• **Activity**
The required result is every line of the records that includes "tree".

• **Data supplied**
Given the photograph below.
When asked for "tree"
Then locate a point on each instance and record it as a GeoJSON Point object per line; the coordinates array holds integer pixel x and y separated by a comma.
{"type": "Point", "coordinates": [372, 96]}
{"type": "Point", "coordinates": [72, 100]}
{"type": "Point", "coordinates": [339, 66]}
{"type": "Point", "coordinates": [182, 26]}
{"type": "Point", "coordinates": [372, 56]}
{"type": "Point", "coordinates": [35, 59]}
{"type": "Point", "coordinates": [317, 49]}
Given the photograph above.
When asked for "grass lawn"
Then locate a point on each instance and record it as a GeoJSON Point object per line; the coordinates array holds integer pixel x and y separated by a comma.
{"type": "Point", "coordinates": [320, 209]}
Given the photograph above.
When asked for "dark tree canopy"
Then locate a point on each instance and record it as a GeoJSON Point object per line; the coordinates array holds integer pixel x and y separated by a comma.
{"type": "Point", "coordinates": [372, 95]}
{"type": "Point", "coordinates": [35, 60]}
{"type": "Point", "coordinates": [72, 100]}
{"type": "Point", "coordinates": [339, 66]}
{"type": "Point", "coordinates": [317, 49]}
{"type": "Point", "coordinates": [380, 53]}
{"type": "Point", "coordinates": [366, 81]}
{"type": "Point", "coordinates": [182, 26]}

* * *

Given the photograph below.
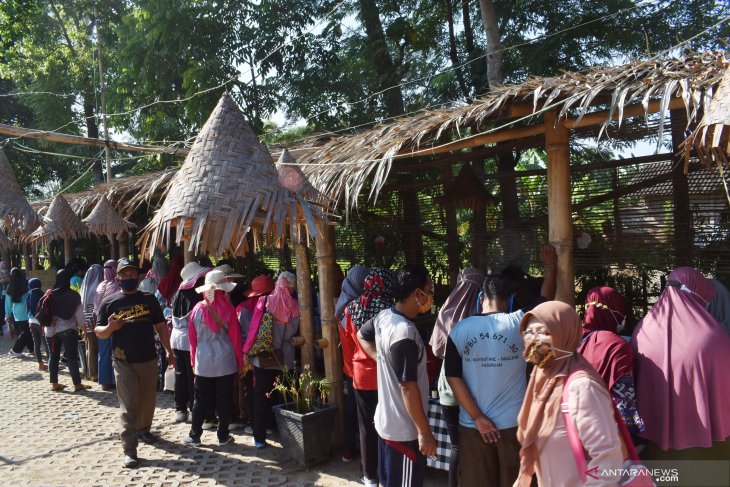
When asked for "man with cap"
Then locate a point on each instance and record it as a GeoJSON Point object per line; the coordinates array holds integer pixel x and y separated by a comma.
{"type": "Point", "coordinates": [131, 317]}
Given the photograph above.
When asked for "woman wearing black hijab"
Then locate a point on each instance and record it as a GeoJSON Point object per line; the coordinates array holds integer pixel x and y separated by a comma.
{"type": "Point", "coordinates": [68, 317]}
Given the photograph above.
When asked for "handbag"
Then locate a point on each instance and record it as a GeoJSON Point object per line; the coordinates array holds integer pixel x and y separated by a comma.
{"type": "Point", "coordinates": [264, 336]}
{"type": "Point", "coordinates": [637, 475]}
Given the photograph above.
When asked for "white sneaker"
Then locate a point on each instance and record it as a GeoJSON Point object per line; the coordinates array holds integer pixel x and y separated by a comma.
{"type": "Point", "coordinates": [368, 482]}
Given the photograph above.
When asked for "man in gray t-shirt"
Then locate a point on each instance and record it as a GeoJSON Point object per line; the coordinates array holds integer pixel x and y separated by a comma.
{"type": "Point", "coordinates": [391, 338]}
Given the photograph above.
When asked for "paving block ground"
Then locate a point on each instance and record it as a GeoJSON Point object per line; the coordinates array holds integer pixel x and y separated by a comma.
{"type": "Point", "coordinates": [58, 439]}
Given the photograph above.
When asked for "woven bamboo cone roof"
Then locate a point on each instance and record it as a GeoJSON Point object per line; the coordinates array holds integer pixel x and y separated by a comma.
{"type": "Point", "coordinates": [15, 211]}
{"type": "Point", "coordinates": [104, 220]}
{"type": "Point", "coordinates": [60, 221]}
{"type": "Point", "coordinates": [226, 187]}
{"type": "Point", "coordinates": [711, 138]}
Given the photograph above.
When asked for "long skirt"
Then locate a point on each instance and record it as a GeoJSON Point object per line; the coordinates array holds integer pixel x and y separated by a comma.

--

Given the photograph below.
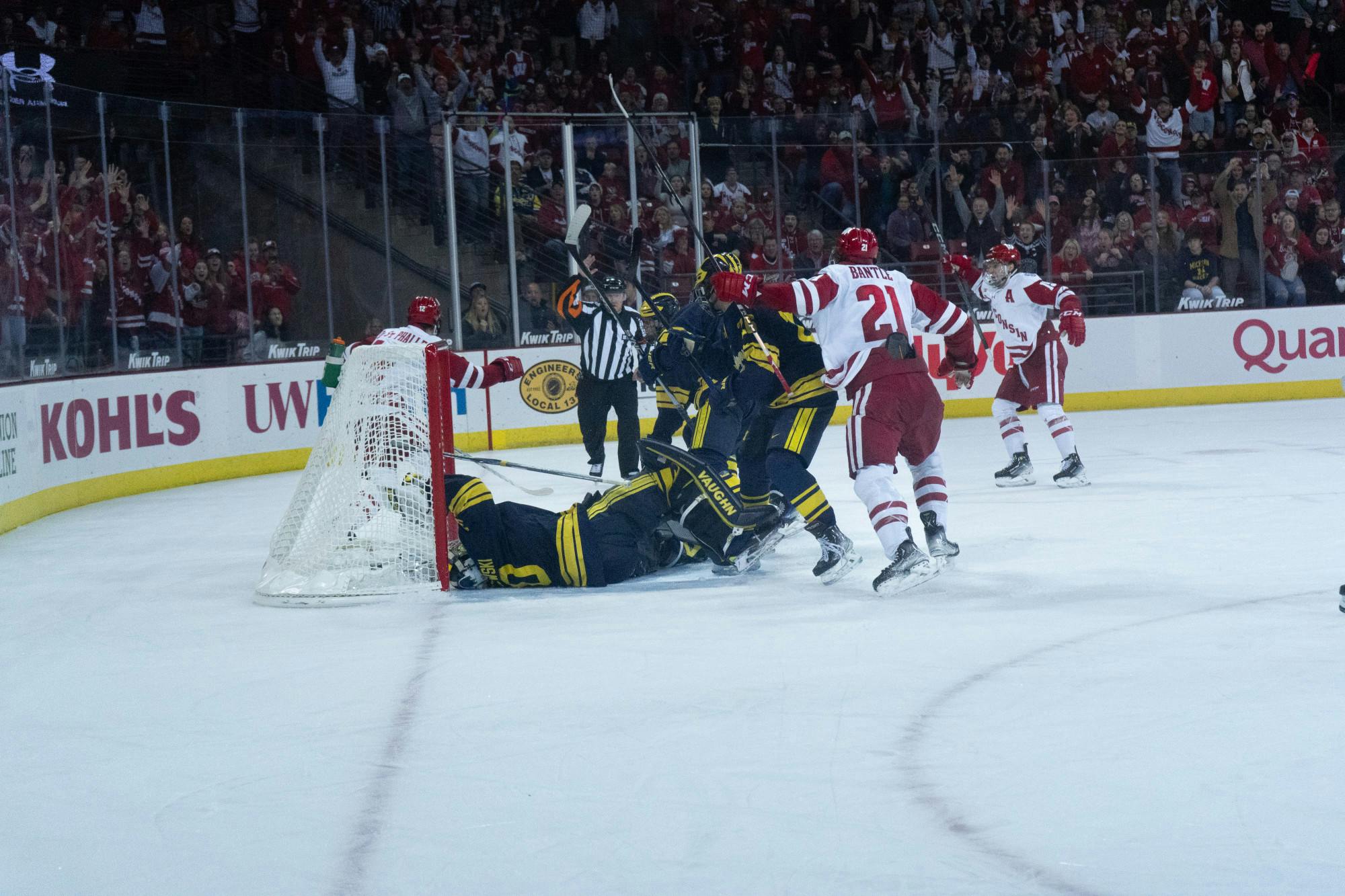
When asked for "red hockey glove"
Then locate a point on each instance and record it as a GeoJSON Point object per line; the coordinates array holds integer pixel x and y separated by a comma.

• **Completed exercise**
When asked for "tree"
When asked for "dark tree canopy"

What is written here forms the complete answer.